Text shown =>
──────────────────────────────

The News Recommendation Pipeline is a comprehensive MLOps-driven system designed to ingest news articles from RSS feeds, process and cluster them into stories, generate summaries, and provide personalized recommendations to users. Built with scalability and maintainability in mind, it leverages a Kubernetes-based deployment on a single EC2 instance using Minikube, integrating modern tools like Kafka, Redis, MongoDB, Airflow, and Kubeflow to create a robust end-to-end pipeline. The system includes advanced features such as model drift detection, automatic retraining, and bias monitoring, ensuring high-quality recommendations that adapt to changing user behavior and content trends.
- Real-Time Ingestion: Scrapes articles from RSS feeds and streams them via Kafka.
- Story Clustering: Groups articles into coherent stories using UMAP and HDBSCAN.
- Summarization: Generates concise summaries for stories using a lightweight transformer model (DistilBART).
- Personalized Recommendations: Combines collaborative filtering (ALS) and content-based methods (FAISS) for hybrid recommendations.
- Model Drift Detection: Monitors recommendation performance and triggers retraining when drift exceeds a threshold.
- MLOps Integration: Uses Airflow for orchestration, Kubeflow for pipeline management, and a feature store in MongoDB.
- API Gateway: Exposes RESTful endpoints for recommendations and story retrieval.
- Bias Detection: Monitors recommendation diversity and sentiment to ensure fairness.
The pipeline consists of several microservices interacting through Kubernetes DNS-based service discovery, with data flowing through Kafka, Redis, and MongoDB for processing and storage.
flowchart TD
%% Data Ingestion Pipeline
subgraph "Data Ingestion Pipeline"

──────────────────────────────

Supplied material =>
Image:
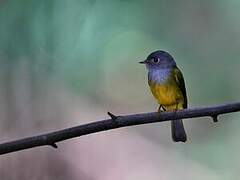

──────────────────────────────

Job => Transcribe the pipeline overview above word for word, starting where it reads "- Personalized Recommendations: Combines" and stopping after "and story retrieval.".

Written response =>
- Personalized Recommendations: Combines collaborative filtering (ALS) and content-based methods (FAISS) for hybrid recommendations.
- Model Drift Detection: Monitors recommendation performance and triggers retraining when drift exceeds a threshold.
- MLOps Integration: Uses Airflow for orchestration, Kubeflow for pipeline management, and a feature store in MongoDB.
- API Gateway: Exposes RESTful endpoints for recommendations and story retrieval.